Document text:
════════

# Microscopic living things in our FW aquarium



## Susan (Dec 13, 2012)

I recently post a thread about my newly set up nano tank and received a few helpful info. Now it's my turn to contribute to the community.

As my nano tank approaching its third week fishless cycling, I've noticed there are Microscopic life inside of my nano tank. How could this be? I was excited, thought I had a tinny baby shrimp in my tank LOL

This extremely small living things is hard to capture with my camera, even with a powerful magnifier I can hardly see the detail of this "tinny shrimp". As I look more carefully, I'd discovered there are various of life form in my 6 gal nano tank - Some fast swimmers, some bug like shape and some attached to the tank glass ..etc. Talking about EEeeeewwwwww

I was totally freaked out by the sight. Grabbed my laptop, I Googled every possible lead, read almost every articles, nothing really made me feel completely comfortable, till I saw this video which ID one of those things inside my tank ~~ http://www.youtube.com/watch?v=9DaaIHBg0TM

I also found this video on Youtube which made me understand more about fresh water and gain more knowledge on how to identified a good or bad microscopic life forms in fresh water aquarium. 
http://www.youtube.com/watch?v=9DaaIHBg0TM << An amazing video.

Now I understand the importance of those under water crustaceans in Microscopic Worlds actually play a very important part to keep our aquarium health.


----------



## AnotherHobby (Mar 5, 2012)

Funny, because last night I was staring at my tank and I also noticed tiny microscopic white things that were moving too fast to be baby snails. It's the first time I've seen them. They are much easier to spot on really dark soil (I had reddish/brown gravel before). A magnifying glass didn't help very much either. I wonder if that's whats in there. Interesting. I recall wondering how many tiny little microscopic critters there are in there. 

I'm also about 3.5 weeks into my fishless cycle. All I've added so far is plants that I acquired through SNS and a a couple from my LFS. Pond snails showed up after that, so then I added 2 assassin snails. That's it. I just assumed they hitchhiked in on something.

Also, both of your links go to the same video.


----------



## Susan (Dec 13, 2012)

AnotherHobby said:


> Funny, because last night I was staring at my tank and I also noticed tiny microscopic white things that were moving too fast to be baby snails. It's the first time I've seen them. ....
> 
> Also, both of your links go to the same video.

════════

Supplied records:
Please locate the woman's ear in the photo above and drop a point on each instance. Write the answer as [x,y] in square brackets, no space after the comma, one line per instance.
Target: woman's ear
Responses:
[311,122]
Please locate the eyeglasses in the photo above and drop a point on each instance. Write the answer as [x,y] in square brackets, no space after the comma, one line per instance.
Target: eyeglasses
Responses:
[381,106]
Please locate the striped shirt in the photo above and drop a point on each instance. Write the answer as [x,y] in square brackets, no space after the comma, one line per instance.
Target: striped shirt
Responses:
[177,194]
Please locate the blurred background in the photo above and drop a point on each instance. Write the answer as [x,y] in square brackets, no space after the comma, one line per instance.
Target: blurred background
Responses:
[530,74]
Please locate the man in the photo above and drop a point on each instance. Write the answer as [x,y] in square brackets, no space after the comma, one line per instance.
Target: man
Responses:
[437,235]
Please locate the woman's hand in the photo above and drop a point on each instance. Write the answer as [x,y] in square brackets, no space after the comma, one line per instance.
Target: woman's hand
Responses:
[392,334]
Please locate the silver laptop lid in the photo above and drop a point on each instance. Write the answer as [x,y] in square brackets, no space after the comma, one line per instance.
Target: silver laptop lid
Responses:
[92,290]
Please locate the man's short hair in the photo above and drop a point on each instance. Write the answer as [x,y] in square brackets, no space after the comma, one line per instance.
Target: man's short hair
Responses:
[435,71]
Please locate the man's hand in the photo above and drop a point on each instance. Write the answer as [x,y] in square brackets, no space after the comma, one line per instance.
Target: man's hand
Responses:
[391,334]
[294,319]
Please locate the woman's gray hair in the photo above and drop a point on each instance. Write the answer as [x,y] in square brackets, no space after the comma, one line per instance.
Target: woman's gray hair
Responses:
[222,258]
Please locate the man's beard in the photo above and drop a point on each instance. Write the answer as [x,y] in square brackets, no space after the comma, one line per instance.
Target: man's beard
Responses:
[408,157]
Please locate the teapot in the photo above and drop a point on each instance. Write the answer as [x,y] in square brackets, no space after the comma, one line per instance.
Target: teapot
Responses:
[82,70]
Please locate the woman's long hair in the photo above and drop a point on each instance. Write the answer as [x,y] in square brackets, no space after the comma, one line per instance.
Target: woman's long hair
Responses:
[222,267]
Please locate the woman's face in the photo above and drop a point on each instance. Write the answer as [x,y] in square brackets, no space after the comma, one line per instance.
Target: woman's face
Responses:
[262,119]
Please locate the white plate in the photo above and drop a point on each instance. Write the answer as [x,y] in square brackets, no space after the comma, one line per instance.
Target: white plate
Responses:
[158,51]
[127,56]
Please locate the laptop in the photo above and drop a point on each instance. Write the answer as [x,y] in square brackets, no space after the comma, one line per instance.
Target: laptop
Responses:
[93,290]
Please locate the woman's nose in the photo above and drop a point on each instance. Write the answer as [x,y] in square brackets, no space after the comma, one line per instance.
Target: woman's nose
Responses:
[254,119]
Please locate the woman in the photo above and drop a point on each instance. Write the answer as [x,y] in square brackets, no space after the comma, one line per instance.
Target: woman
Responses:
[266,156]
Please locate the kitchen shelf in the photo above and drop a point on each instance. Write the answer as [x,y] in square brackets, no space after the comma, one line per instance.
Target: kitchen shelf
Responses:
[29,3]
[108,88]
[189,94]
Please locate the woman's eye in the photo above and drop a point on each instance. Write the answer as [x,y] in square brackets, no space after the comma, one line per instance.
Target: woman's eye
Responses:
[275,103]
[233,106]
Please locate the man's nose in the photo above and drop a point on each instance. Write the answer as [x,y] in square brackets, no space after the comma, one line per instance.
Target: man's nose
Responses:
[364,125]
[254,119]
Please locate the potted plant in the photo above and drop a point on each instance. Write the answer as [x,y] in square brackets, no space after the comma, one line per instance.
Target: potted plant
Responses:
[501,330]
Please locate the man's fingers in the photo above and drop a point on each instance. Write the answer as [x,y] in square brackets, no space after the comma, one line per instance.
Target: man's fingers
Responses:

════════

Swap "video" for "clip" in the passage of the aquarium thread starting at "I also found" and ending at "An amazing video.", and write out that passage with the change.

I also found this clip on Youtube which made me understand more about fresh water and gain more knowledge on how to identified a good or bad microscopic life forms in fresh water aquarium. 
http://www.youtube.com/watch?v=9DaaIHBg0TM << An amazing clip.